§ Tasks:
A - In the piece on Obama's health care statement, swap "productive" for "constructive" and give the passage again. Begin at the words "Obama, showing some" and stop after "have health insurance.".
B - Does the piece on Obama's health care statement agree with each statement below? Answer yes or no for each, and quote the deciding words. (i) Obama described himself as "cautiously optimistic" that the Senate would pass its health care bill. (ii) Obama confirmed that the Senate leadership had the votes to pass a revised bill. (iii) Obama said the remaining disagreements would be worked out in the next several weeks.
== Text section ==
President Obama just made a statement, proclaiming himself “cautiously optimistic” that the Senate will pass their health care bill. While maintaining that there are still disagreements to be worked out, he said that the bill meets “all of my criteria” that he laid out in a joint session to Congress in September – that it would bend the cost curve, would be deficit neutral, and would provide coverage to 30 million Americans.

Obama, showing some fire but reserving it for rebutting critics claiming that the bill doesn’t control costs or cut the deficit, said that his session with the entire Senate Democratic caucus was “very productive.” Obama did not engage in a roll call of whether the Senate leadership had the votes to pass a revised bill, but he said that there was a “broad consensus” around key issues – insurance regulations, reducing costs of health care (“this is the largest deficit reduction plan in over a decade”), and expansion of coverage to make it affordable to over 30 million Americans who do not have health insurance.

Obama referenced Atul Gawande’s recent New Yorker article in saying that every idea that exists to “bend the cost curve” in health care are already in the bill (if the Dorgan amendment passes to lower the cost of prescription drugs for individuals and the government, with no help from Obama, he may even be right!). He cited the initial CBO scores in saying that the bill would reduce the federal budget deficit, and he asserted that costs would lower for families and businesses as well as the government. “All the scare tactics out there are simply inaccurate.”

Obama said that these added up to big changes, “the most significant reform since the passage of Medicare.” He even added some of that moral tone by saying that it would save lives. In a key moment, Obama said that “We cannot allow differences from individual issues to keep us from resolving the longstanding problems confronting the American people.” The consequences of inaction are too great for the health care system, he said, and so failure is not an option. And, he concluded, “any fair reading of this bill will agree that every piece I laid out in the joint session of Congress has been met.”

What was surprising was not Obama’s insistence on a bill, any bill, that could be called health care reform, but his hesitancy to affirm that the deal apparently reached yesterday to resolve the public option would pave the way for cloture and a final passage in the Senate. He said twice that there were “disagreements that have to be ironed out,” which would be completed in the next several days. Obviously, we don’t know what was said in the room, but clearly there is not yet a full consensus.
===
== Exercise data ==
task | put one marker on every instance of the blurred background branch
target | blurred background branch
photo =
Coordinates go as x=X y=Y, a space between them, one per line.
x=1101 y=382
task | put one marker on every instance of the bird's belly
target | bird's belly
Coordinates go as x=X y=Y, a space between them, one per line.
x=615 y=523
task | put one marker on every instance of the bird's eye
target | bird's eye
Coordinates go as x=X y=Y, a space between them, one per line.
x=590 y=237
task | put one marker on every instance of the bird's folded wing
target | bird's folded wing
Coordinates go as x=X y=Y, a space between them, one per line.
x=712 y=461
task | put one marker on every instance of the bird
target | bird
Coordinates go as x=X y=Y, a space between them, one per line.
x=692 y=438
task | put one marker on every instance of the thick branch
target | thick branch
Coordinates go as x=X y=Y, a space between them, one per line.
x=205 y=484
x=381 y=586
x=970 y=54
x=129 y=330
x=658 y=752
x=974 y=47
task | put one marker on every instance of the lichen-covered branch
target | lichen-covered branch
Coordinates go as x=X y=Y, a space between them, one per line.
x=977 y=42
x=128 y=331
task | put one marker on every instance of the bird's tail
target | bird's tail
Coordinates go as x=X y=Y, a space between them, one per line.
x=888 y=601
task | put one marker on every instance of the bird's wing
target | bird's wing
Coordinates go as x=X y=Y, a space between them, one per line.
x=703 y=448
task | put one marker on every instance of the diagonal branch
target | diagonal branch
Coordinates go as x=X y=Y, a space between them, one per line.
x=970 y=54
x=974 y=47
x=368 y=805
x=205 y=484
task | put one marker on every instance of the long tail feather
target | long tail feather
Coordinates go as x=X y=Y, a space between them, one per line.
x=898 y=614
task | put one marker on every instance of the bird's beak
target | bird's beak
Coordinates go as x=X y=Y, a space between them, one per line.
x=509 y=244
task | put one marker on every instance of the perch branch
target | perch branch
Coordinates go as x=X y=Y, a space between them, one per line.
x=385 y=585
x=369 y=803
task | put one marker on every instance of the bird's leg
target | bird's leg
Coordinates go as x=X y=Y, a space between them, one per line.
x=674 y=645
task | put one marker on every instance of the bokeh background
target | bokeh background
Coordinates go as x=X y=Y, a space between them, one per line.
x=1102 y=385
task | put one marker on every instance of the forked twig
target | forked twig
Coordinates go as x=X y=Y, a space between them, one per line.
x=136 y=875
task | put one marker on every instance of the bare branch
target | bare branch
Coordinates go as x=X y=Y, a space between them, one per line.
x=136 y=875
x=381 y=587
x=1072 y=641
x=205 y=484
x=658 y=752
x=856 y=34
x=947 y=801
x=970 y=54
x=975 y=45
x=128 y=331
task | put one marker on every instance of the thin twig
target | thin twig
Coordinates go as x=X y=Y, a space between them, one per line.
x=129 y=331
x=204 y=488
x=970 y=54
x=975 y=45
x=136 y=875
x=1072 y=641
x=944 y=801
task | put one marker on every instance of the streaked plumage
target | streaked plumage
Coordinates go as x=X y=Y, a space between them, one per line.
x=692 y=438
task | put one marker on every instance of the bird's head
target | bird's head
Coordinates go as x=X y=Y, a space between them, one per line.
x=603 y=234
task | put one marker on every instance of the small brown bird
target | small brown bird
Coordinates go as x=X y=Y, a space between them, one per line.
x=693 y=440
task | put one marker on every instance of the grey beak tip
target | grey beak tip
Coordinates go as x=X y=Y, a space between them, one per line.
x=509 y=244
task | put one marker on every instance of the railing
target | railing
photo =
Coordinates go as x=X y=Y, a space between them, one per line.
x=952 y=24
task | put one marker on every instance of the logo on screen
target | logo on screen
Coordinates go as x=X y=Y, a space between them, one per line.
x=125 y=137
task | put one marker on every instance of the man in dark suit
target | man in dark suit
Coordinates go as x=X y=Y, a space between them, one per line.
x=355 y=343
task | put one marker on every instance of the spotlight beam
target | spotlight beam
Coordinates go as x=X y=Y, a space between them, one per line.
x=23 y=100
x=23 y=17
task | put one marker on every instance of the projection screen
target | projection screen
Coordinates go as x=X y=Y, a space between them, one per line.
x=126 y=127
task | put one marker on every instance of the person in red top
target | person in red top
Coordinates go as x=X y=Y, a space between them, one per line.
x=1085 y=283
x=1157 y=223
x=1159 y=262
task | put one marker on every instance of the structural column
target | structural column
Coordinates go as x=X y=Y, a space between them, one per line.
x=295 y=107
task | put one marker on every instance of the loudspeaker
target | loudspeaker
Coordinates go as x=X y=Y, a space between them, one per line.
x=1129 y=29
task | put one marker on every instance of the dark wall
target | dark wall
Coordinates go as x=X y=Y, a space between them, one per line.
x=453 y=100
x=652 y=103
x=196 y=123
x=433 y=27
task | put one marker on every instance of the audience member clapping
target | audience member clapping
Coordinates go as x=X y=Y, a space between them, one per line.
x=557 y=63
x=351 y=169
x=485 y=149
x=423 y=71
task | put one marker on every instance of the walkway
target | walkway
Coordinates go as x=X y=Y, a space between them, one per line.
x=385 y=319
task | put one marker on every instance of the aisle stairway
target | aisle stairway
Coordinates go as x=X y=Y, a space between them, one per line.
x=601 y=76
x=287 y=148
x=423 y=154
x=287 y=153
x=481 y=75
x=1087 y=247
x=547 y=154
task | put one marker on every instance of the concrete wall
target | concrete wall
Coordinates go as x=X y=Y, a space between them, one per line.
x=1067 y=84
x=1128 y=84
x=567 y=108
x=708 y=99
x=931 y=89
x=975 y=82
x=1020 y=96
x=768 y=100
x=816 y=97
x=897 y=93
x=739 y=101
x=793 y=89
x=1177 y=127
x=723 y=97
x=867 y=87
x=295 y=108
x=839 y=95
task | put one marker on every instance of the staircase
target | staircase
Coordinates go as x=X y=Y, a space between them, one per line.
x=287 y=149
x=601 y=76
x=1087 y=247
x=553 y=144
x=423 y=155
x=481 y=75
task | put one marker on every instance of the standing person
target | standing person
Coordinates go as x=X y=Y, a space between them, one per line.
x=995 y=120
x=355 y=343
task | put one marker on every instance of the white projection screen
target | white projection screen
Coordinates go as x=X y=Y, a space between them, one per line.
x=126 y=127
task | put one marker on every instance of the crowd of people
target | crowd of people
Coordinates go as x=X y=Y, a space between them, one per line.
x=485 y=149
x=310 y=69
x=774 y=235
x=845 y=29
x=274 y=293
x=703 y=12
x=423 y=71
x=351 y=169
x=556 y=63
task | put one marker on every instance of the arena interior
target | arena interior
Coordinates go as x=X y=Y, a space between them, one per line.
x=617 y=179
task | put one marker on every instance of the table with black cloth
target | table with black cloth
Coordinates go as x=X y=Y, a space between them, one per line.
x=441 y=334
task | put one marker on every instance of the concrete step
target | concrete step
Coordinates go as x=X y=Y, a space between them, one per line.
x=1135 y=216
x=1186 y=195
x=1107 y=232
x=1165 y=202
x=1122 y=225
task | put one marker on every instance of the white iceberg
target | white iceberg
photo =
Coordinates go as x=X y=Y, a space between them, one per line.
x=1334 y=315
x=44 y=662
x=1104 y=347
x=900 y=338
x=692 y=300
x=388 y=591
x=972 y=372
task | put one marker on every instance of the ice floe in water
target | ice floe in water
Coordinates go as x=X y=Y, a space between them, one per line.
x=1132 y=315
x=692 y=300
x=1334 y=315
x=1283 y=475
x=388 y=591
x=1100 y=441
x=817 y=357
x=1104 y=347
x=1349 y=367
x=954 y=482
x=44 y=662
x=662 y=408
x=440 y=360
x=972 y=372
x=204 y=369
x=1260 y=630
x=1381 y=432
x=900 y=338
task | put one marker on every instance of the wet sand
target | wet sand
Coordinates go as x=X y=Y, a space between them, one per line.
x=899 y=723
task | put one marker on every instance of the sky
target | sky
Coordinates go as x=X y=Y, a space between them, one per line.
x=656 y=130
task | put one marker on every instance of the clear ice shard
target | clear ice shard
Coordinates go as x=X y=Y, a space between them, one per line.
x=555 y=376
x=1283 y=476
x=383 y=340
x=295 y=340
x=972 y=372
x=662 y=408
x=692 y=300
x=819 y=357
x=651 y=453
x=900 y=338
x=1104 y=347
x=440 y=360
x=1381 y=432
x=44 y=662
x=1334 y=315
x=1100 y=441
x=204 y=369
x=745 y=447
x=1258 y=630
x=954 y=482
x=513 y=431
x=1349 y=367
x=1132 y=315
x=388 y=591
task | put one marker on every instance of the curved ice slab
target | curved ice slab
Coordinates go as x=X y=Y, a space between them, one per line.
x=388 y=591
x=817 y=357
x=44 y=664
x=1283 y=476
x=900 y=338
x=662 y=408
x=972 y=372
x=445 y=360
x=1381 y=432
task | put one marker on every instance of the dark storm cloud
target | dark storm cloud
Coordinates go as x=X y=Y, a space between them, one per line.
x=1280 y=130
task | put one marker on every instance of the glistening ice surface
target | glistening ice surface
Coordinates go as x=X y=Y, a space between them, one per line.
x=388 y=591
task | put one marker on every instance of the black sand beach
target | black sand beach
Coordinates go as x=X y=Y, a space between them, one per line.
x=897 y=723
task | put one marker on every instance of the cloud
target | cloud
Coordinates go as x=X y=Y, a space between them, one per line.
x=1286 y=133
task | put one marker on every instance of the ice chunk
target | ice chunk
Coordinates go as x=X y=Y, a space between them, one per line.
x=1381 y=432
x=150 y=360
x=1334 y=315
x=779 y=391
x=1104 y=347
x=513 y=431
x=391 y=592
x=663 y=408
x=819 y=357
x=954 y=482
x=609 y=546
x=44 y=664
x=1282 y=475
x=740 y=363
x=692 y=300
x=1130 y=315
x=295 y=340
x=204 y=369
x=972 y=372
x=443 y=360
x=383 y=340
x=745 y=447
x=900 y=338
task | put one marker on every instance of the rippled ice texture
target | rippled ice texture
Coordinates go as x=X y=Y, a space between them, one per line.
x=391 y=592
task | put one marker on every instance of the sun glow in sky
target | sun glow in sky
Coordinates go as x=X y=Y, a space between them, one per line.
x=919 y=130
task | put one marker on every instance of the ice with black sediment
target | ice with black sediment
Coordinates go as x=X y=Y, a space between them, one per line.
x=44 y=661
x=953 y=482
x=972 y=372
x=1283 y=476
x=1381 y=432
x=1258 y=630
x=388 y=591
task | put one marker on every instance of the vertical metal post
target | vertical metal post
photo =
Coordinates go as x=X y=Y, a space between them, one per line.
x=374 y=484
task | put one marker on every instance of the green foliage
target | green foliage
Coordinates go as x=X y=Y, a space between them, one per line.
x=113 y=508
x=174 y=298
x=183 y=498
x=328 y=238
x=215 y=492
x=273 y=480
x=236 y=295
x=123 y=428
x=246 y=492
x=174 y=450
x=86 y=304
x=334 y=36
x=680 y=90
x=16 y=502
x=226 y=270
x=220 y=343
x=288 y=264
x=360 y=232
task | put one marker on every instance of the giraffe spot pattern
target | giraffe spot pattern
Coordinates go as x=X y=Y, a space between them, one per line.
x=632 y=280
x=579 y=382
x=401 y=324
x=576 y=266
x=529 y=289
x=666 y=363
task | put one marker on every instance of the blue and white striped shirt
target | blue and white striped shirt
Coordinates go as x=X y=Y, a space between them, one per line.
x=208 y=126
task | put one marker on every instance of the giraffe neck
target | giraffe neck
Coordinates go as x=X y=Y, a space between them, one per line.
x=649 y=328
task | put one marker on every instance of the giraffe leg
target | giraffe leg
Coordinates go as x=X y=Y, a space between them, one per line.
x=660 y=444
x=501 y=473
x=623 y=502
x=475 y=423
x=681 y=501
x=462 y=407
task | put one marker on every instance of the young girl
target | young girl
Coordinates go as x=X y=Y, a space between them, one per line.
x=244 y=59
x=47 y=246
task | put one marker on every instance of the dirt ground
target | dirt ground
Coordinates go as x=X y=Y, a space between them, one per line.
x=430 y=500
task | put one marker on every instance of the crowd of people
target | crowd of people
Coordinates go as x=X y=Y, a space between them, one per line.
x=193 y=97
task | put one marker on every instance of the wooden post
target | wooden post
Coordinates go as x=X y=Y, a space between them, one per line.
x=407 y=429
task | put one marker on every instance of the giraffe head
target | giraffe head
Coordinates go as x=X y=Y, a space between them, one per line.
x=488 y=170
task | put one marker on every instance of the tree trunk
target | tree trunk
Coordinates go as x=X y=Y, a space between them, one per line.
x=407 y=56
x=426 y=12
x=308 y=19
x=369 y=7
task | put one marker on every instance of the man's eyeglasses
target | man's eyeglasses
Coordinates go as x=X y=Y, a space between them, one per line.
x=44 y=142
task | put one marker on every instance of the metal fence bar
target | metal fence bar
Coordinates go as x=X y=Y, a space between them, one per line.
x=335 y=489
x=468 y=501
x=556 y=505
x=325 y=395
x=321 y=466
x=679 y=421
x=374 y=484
===
§ Written responses:
A -
Obama, showing some fire but reserving it for rebutting critics claiming that the bill doesn’t control costs or cut the deficit, said that his session with the entire Senate Democratic caucus was “very constructive.” Obama did not engage in a roll call of whether the Senate leadership had the votes to pass a revised bill, but he said that there was a “broad consensus” around key issues – insurance regulations, reducing costs of health care (“this is the largest deficit reduction plan in over a decade”), and expansion of coverage to make it affordable to over 30 million Americans who do not have health insurance.

B -
(i) Yes: "proclaiming himself “cautiously optimistic” that the Senate will pass their health care bill"
(ii) No: "Obama did not engage in a roll call of whether the Senate leadership had the votes to pass a revised bill"
(iii) No: "which would be completed in the next several days"